*Selected extract*.

──────────

150 years ago (1873)
WISDOM'S A.B.C.s A Clean glove oft hides a dirty hand. Be ever vigilant but not suspicious. Command
your temper lest it command you. Debt is the worst kind of poverty. Empty vessels make the greatest
sound. Few things are Impossible to skill and industry. Good intentions will not justify evil actions. He
that is hasty fishes in an empty pond. Idleness is the sepulcher of a living man. Judge not at first sight.
Learn to live as you would wish to die. Marriage, with peace, is this world's paradise. Never speak to
deceive nor listen to betray. One eyewitness is better than ten heresays. Put no faith in talebearers.
Quick resentments are often fatal. Riches cannot purchase mental endowments. Scandal will rub out like
dirt when it is dry. The covetous man is his own tormentor. Undertake no more than you can perform.
Vanity makes men ridiculous; pride, odious. When one will not, two cannot quarrel. Years are carried off
on the wings of moments. Zeno, of all virtues, made his choice of silence.
100 years ago (1923)
Fulton High School closed for a week Tuesday afternoon, owing to the number of influenza cases among
the students and teachers. Between 40-50 students and half the faculty are ill, making it almost
impossible to carry on the work. FHS has been struggling to keep up its classes for the last two weeks,
Superintendent J.T. Bush said Wednesday, but it finally came to a point when it was considered
advisable to close entirely to give those who are ill a chance to recuperate and not to work a hardship on
the few teachers in school who are compelled to double their work. There are no substitutes available
for the high school, and as every teacher has her time fully occupied when all the faculty is present,
some classes had to be omitted entirely. School will resume next Tuesday morning, provided the
situation is improved. A number of pupils and teachers in the grade schools are also suffering, but as
substitute teachers are available there, the work in the grades has not yet been interrupted to any great
75 years ago (1948)

──────────

*Raw data*.
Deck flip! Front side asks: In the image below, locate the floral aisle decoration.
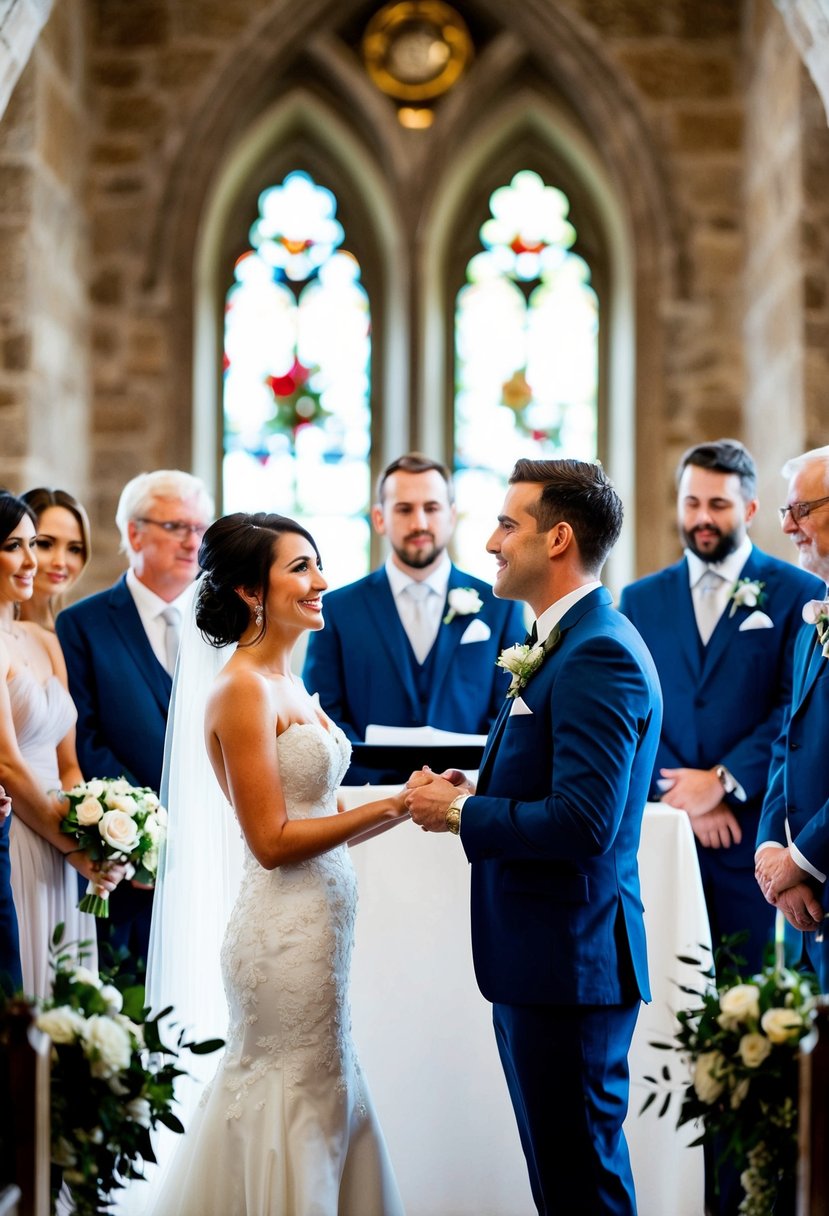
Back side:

──────────

*To do*.
Please answer these from the years-ago column, one per line:
1. What does the 1873 section call the worst kind of poverty?
2. Who said Fulton High School had been struggling to keep up its classes?
3. Why had work in the grade schools not yet been interrupted?

*Result of this exercise*.
1. Debt.
2. Superintendent J.T. Bush.
3. Substitute teachers are available there.